======== Data listing

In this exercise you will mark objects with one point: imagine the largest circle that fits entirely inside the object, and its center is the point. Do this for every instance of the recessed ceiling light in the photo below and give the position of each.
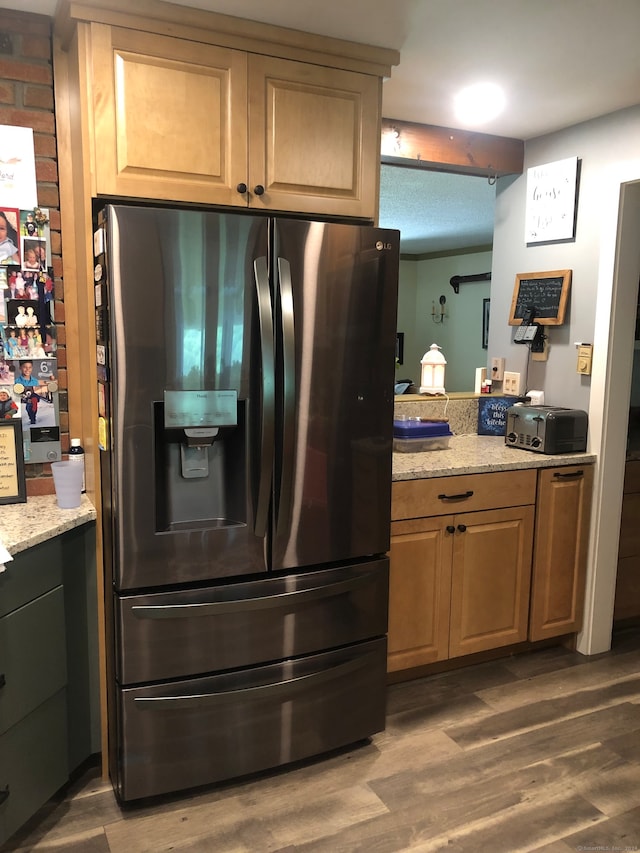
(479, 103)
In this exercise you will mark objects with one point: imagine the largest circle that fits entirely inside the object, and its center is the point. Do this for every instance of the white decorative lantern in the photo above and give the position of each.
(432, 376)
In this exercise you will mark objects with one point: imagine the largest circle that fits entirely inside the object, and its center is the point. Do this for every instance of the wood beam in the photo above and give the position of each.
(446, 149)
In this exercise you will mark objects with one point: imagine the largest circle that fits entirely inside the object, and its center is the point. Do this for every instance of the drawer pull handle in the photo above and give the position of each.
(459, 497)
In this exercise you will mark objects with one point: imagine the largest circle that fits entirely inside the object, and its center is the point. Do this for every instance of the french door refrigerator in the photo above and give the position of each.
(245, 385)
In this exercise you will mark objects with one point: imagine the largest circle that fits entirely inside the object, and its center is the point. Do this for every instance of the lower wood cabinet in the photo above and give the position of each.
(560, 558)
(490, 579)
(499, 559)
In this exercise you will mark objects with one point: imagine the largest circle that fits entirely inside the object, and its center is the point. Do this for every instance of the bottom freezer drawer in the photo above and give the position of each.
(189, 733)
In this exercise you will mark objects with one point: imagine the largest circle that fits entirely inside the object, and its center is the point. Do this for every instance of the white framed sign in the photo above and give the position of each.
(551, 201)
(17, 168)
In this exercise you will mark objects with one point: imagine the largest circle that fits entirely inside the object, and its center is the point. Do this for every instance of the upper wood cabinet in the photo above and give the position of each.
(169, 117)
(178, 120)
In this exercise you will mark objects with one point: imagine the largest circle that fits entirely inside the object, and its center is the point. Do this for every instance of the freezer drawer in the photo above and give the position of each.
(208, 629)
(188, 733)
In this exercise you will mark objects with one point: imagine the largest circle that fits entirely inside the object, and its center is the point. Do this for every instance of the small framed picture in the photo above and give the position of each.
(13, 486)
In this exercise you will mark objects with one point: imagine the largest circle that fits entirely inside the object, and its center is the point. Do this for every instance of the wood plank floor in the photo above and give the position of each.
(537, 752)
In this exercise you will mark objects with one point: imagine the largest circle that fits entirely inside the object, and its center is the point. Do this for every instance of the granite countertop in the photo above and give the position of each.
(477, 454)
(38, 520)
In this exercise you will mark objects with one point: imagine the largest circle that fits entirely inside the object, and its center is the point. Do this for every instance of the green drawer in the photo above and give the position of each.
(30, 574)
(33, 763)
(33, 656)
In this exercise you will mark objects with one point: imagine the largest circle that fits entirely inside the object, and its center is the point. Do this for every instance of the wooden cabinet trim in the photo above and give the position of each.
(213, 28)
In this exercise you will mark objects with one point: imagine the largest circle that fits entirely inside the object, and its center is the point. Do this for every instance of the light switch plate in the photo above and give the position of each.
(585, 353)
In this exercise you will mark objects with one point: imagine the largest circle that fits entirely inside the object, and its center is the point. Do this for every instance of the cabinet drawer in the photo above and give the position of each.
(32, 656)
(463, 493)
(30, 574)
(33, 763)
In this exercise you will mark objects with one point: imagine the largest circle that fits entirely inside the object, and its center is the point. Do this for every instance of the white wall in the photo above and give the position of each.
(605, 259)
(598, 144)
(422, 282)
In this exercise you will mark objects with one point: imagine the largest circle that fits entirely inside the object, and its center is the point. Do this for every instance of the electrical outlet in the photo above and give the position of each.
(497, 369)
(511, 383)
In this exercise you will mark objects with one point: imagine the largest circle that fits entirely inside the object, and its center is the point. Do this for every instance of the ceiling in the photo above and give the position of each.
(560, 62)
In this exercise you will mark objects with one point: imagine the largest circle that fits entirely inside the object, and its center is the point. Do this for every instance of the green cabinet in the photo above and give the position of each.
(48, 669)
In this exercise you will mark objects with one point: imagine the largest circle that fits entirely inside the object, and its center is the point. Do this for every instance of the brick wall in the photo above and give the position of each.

================
======== Data listing

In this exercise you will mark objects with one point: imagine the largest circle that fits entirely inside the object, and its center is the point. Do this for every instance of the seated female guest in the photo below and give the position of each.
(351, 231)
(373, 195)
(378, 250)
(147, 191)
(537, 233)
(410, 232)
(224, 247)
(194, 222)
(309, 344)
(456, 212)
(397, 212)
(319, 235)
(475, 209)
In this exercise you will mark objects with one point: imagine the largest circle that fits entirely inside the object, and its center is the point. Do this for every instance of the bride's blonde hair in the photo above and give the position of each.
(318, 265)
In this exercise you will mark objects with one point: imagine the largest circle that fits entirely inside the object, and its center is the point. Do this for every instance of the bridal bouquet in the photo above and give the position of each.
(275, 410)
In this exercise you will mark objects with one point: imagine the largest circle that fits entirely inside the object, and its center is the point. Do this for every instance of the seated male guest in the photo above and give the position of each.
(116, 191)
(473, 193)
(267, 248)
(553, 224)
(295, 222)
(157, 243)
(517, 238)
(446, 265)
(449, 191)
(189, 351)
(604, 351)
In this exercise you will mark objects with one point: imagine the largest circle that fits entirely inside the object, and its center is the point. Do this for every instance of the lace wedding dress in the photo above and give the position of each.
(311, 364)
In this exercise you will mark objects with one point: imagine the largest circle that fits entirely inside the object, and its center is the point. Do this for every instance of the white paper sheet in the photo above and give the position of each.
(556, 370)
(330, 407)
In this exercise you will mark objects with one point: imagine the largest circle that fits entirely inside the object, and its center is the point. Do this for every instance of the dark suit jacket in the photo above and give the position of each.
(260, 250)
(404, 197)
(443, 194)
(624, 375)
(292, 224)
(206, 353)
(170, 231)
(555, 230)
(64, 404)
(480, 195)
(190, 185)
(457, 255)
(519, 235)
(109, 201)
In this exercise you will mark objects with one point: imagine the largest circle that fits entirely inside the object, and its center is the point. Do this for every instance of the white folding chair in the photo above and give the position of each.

================

Among the entries above, the line containing "of the ceiling", the line containing "of the brick", and all lines between them are to be restated word for word; nothing else belongs in the reply.

**Response box:**
In this exercise you will mark objects with one point: imagine the largest circle that fits entirely inside the object, and its center is the point. Do this for every instance of the ceiling in the photo above and give the position of each.
(560, 62)
In this exercise you will mark objects with one point: imagine the largest circle that fits entirely inside the object, and its center is the point. Do this for every instance of the green cabinet in the photo above and give the position of each.
(48, 669)
In this exercise you will mark objects with one point: imagine the largest circle that fits entirely inside the object, and its center is the point. Do this for every instance of the brick wall in the photo above and give the position of each.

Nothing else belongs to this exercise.